## START Material for this task
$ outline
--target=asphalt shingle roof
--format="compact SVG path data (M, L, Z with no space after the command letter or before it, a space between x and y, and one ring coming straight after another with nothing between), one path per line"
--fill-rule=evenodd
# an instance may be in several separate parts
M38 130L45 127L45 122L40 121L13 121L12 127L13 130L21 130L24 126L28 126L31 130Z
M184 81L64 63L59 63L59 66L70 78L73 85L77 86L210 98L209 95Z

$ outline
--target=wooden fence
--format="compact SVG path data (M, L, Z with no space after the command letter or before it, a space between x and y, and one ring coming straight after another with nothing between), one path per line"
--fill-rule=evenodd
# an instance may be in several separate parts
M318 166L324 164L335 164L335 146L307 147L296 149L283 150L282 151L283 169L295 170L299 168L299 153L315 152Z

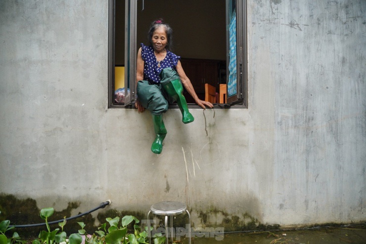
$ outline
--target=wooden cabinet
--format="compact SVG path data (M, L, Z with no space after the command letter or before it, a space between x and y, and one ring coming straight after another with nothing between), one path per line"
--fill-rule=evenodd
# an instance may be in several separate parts
M225 62L211 59L182 58L181 60L183 69L200 99L205 99L205 83L214 86L218 92L219 67L223 62ZM187 102L194 102L188 93L185 92L184 95Z

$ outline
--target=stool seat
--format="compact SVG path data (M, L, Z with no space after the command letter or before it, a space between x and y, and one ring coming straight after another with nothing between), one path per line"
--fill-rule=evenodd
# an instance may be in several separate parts
M165 237L166 244L168 244L169 240L169 231L168 229L168 216L170 216L170 237L172 240L172 243L173 243L173 236L175 232L173 231L173 216L177 214L180 214L185 212L188 215L188 242L189 244L191 244L191 231L190 231L190 215L189 212L187 210L187 206L184 203L175 201L164 201L155 203L151 205L150 208L150 211L147 213L147 226L148 226L149 230L148 232L148 238L149 238L149 243L151 244L151 233L150 229L150 214L152 213L154 214L157 215L163 215L165 216Z
M151 206L151 212L158 215L175 215L185 212L187 206L179 201L164 201Z

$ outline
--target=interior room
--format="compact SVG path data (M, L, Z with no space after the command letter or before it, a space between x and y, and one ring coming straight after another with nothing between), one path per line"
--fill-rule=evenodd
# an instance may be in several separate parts
M123 85L125 52L125 1L116 1L115 90ZM151 23L162 18L173 30L172 51L181 56L182 66L199 98L205 98L205 84L213 87L219 102L220 84L226 83L227 31L225 0L138 0L137 49L149 45L147 33ZM137 55L137 54L136 54ZM118 69L121 70L119 72ZM206 85L208 86L208 85ZM188 103L194 101L184 91Z

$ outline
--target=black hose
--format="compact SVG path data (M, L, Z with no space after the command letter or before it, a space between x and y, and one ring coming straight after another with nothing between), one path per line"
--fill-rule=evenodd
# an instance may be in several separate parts
M81 213L80 214L78 214L77 215L75 215L73 217L70 217L69 218L66 218L66 221L70 220L71 219L76 219L77 218L79 218L80 217L83 216L84 215L86 215L88 214L89 214L92 212L94 212L94 211L99 209L99 208L104 208L106 205L109 205L111 204L112 201L110 200L107 200L106 201L105 201L104 202L102 202L100 203L100 204L92 209L91 209L88 212L85 212L85 213ZM57 223L60 223L63 222L63 221L65 220L65 219L60 219L59 220L56 220L54 221L49 222L48 223L48 225L53 225L54 224L57 224ZM14 228L26 228L26 227L36 227L37 226L42 226L43 225L46 225L46 223L41 223L40 224L29 224L29 225L9 225L9 227L14 227Z

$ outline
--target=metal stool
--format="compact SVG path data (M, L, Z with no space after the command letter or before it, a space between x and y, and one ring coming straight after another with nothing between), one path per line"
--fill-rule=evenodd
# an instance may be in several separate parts
M185 204L179 201L161 201L157 203L155 203L150 208L150 211L147 214L147 226L148 228L150 228L150 218L149 216L150 213L152 212L157 215L165 216L165 237L166 238L166 243L168 244L168 216L170 216L170 237L172 240L172 243L173 242L173 216L177 214L180 214L186 212L188 214L188 218L189 220L189 223L188 225L188 242L190 243L190 215L187 210L187 206ZM148 230L149 236L149 243L151 244L151 230Z

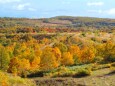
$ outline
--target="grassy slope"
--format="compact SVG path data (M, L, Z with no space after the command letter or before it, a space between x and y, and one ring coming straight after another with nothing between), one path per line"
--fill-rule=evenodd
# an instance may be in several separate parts
M34 78L37 86L115 86L115 74L109 68L96 70L83 78Z

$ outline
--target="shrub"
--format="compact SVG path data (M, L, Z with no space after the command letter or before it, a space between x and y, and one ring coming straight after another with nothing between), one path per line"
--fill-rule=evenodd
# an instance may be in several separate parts
M35 86L32 80L12 76L0 71L0 86Z
M78 72L74 75L74 77L84 77L91 75L92 71L87 69L80 69Z
M111 70L110 74L115 74L115 67L111 67L110 70Z

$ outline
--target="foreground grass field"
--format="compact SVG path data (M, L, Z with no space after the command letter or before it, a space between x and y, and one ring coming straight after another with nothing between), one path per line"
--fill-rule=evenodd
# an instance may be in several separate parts
M108 65L108 64L107 64ZM115 86L115 73L109 66L98 66L90 76L83 77L36 77L37 86ZM85 65L86 67L86 65Z

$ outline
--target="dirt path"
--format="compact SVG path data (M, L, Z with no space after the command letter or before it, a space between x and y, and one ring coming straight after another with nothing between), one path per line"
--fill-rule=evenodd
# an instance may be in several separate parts
M94 71L83 78L34 78L37 86L115 86L115 74L108 75L109 69Z

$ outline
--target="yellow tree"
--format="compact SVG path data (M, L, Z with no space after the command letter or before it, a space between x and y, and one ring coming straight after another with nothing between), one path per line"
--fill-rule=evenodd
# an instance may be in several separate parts
M38 70L40 67L40 57L35 57L31 62L31 70Z
M79 59L80 59L80 55L81 55L81 51L80 48L76 45L72 45L69 47L69 52L71 53L71 55L74 58L74 62L78 63Z
M59 64L56 61L56 57L52 50L53 49L50 47L46 47L43 50L41 61L40 61L41 70L50 70L58 67Z
M62 60L61 60L62 65L72 65L74 64L74 60L70 52L64 52L62 54Z
M95 52L89 47L83 47L81 50L80 61L83 63L91 62L95 57Z
M59 50L58 47L53 48L52 51L53 51L53 53L54 53L54 55L56 57L56 61L58 62L58 64L60 64L60 61L61 61L61 51Z

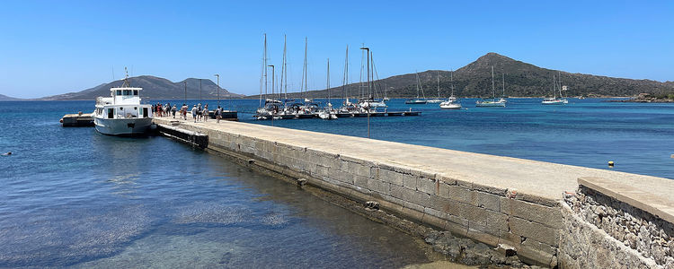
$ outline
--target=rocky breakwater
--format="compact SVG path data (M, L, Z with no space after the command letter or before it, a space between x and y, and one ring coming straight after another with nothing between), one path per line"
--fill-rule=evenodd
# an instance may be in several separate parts
M581 178L578 191L564 195L562 265L674 268L674 225L667 220L671 215L648 204L669 202L607 181Z

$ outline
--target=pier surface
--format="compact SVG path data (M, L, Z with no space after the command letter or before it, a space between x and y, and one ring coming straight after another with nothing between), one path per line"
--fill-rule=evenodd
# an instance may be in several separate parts
M155 118L158 124L171 121ZM616 212L634 208L655 213L630 214L643 215L643 223L652 221L653 226L666 226L663 232L672 233L667 239L674 239L674 230L668 228L674 215L671 179L240 122L180 120L177 127L208 135L209 150L291 178L307 178L308 184L357 201L377 201L384 210L431 227L512 247L532 264L593 266L599 265L601 256L587 258L572 253L578 247L569 246L608 253L625 245L624 236L616 235L612 226L591 224L581 217L589 215L583 213L585 204L565 205L564 201L576 195L599 197L599 204L588 205L593 210L610 208L613 200L606 196L627 204L614 206ZM579 187L581 178L601 180L590 184L581 179L584 185ZM625 186L632 194L625 194ZM598 216L600 220L603 215ZM634 249L625 252L629 255L617 253L621 259L614 260L616 264L602 265L656 265L648 253ZM674 265L674 258L669 258ZM586 261L578 263L580 259Z

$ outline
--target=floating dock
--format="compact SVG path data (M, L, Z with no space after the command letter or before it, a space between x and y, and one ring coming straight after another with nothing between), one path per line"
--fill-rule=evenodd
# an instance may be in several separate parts
M89 127L93 126L93 117L92 113L66 114L60 123L64 127Z

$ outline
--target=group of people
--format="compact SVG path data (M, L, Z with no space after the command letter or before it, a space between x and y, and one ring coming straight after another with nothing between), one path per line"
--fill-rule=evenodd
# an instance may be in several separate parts
M156 105L152 105L153 111L155 111L155 115L157 117L169 117L171 115L173 116L173 118L175 118L175 113L179 112L178 117L182 117L182 119L187 120L187 112L190 110L190 113L192 115L192 118L194 119L194 122L197 121L208 121L208 117L210 117L210 110L208 110L208 104L206 104L205 106L201 107L201 103L199 103L198 105L194 105L191 109L188 108L186 104L182 104L182 107L180 108L180 110L178 108L173 105L171 106L171 103L166 103L164 105L162 105L161 103L156 103ZM217 106L217 108L216 108L215 111L213 111L213 114L216 118L216 122L219 123L220 119L222 118L222 112L223 109L220 108L220 106Z

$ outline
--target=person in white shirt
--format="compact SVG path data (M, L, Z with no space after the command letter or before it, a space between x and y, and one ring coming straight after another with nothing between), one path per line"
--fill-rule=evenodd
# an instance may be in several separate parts
M192 113L192 117L194 118L194 122L197 122L197 105L194 105L194 107L192 107L191 113Z

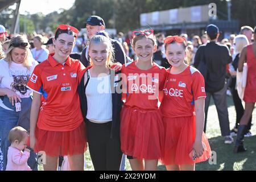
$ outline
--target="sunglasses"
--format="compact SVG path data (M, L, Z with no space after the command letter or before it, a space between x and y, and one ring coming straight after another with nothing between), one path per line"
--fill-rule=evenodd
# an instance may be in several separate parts
M71 26L67 24L60 24L57 27L55 32L55 34L57 32L57 31L60 29L61 30L70 30L72 32L73 32L76 34L78 34L79 30L75 28L74 27Z
M187 46L187 41L184 38L180 36L168 36L164 39L164 44L166 46L166 44L170 44L174 41L177 42L178 43L185 43L185 46Z
M133 32L133 37L140 36L142 35L148 36L154 34L154 30L152 29L142 30L142 31L134 31Z
M11 46L14 47L27 47L28 45L28 43L27 42L22 42L22 43L13 43L11 44Z

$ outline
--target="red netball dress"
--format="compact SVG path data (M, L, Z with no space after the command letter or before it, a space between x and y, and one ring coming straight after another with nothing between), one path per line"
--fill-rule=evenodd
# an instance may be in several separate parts
M248 71L243 100L245 102L256 102L256 57L253 45L247 46L246 62Z
M121 115L121 150L137 159L158 159L162 155L164 136L158 97L167 72L155 64L148 70L141 70L135 63L122 68L126 75L123 92L127 89L127 94Z
M171 74L170 69L167 72L164 96L160 106L166 133L162 162L165 165L181 165L205 161L212 154L204 133L204 154L195 161L189 156L196 136L194 102L206 97L204 78L190 66L179 74Z
M27 84L42 96L34 150L52 156L84 153L85 125L77 88L84 67L69 57L62 64L53 55L35 68Z

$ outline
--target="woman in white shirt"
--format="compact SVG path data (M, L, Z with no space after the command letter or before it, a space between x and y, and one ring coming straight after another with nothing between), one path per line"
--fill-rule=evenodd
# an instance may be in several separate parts
M5 58L0 60L0 138L3 155L3 169L7 162L7 153L10 143L10 130L17 126L30 129L32 91L27 83L38 63L30 56L27 39L20 35L13 36L9 43ZM32 152L28 164L37 169L36 154Z
M34 59L39 63L46 60L48 58L49 51L44 46L43 37L38 35L34 38L34 46L35 48L31 49Z

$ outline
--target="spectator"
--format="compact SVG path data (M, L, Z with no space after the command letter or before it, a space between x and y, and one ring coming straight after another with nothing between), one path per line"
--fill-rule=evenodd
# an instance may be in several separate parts
M3 169L7 164L7 154L10 143L10 130L17 126L27 131L30 129L30 114L32 92L26 88L30 76L38 63L30 56L28 41L20 35L13 36L10 42L6 56L0 60L0 138L3 155ZM37 170L36 154L32 151L28 164Z
M35 60L38 63L42 63L48 58L49 51L43 46L44 38L41 35L38 35L34 38L34 48L31 49L31 53Z
M252 43L251 39L253 31L253 28L248 26L242 26L240 29L240 34L246 36L250 44Z
M197 68L200 61L204 58L207 69L205 76L205 91L207 98L205 105L205 125L206 131L207 113L212 96L218 113L221 135L225 136L225 143L231 144L233 138L230 136L229 120L226 102L226 66L232 62L229 49L226 46L216 43L220 35L218 28L210 24L207 27L206 32L210 42L199 47L195 57L194 65Z
M237 114L235 126L231 130L231 135L233 136L237 135L238 124L245 111L245 110L243 109L243 106L242 104L242 101L238 96L237 90L236 89L236 81L237 81L236 75L237 75L237 67L238 66L239 57L241 52L242 51L242 49L243 47L249 45L249 42L248 39L245 36L245 35L239 35L235 37L234 43L236 44L236 55L234 60L233 61L232 64L232 65L233 68L233 71L232 70L230 71L232 77L230 78L230 81L229 81L229 87L230 88L230 90L232 93L233 101L234 102L236 113ZM246 136L248 136L249 134L250 133L248 133L247 131Z
M254 39L256 39L256 27L254 27ZM243 146L244 133L247 130L250 118L254 109L256 102L256 42L244 47L242 50L238 62L238 71L243 71L243 63L246 61L248 68L246 86L245 89L243 101L245 102L245 109L237 131L237 140L234 152L237 153L246 151Z
M53 42L52 42L53 38L53 37L51 37L49 40L48 40L47 42L44 44L44 46L46 46L46 48L49 51L49 53L54 52L55 49Z
M106 26L103 19L98 16L91 16L86 20L86 30L88 39L96 35L96 33L101 30L104 30ZM111 39L111 42L114 48L114 62L119 62L121 64L126 63L125 53L122 45L116 40ZM85 67L88 67L90 63L89 61L89 56L88 55L88 46L82 50L81 55L81 62Z
M5 27L0 24L0 43L3 43L6 40L7 31Z
M4 52L6 52L8 49L8 45L9 44L10 40L6 40L3 43L3 51Z
M202 41L203 44L206 44L207 43L209 42L208 41L208 38L207 37L207 34L203 34L201 36L201 40Z

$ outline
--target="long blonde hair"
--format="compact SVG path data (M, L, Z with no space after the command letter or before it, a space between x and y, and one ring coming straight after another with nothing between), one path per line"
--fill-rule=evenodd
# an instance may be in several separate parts
M247 37L244 35L236 36L234 39L234 43L236 44L236 53L241 53L243 47L249 44Z
M98 44L100 43L105 43L107 45L108 49L109 51L109 55L106 60L106 65L108 68L110 68L110 66L114 63L114 48L112 46L110 39L108 36L108 34L107 36L105 35L103 35L103 33L105 34L106 34L106 32L102 32L102 34L99 35L96 34L90 39L90 43L89 43L89 49L90 48L91 46L93 44ZM93 61L92 61L90 58L90 63L91 65L93 65Z
M14 47L13 46L13 44L19 45L23 43L27 43L28 44L27 46L24 47L21 46L19 47ZM9 63L9 66L11 65L12 61L13 61L13 57L11 56L11 51L14 48L18 47L27 51L27 55L22 64L23 65L23 66L27 67L29 69L30 67L32 66L32 59L31 57L30 58L30 56L31 54L29 48L30 46L30 45L28 43L28 40L26 37L21 36L20 35L15 35L12 37L9 42L9 44L8 44L8 49L5 53L6 55L5 60Z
## END Material for this task
### Given instruction
Show every line of the records that contains the word "shirt".

### Final result
--target=person in white shirt
--target="woman in white shirt"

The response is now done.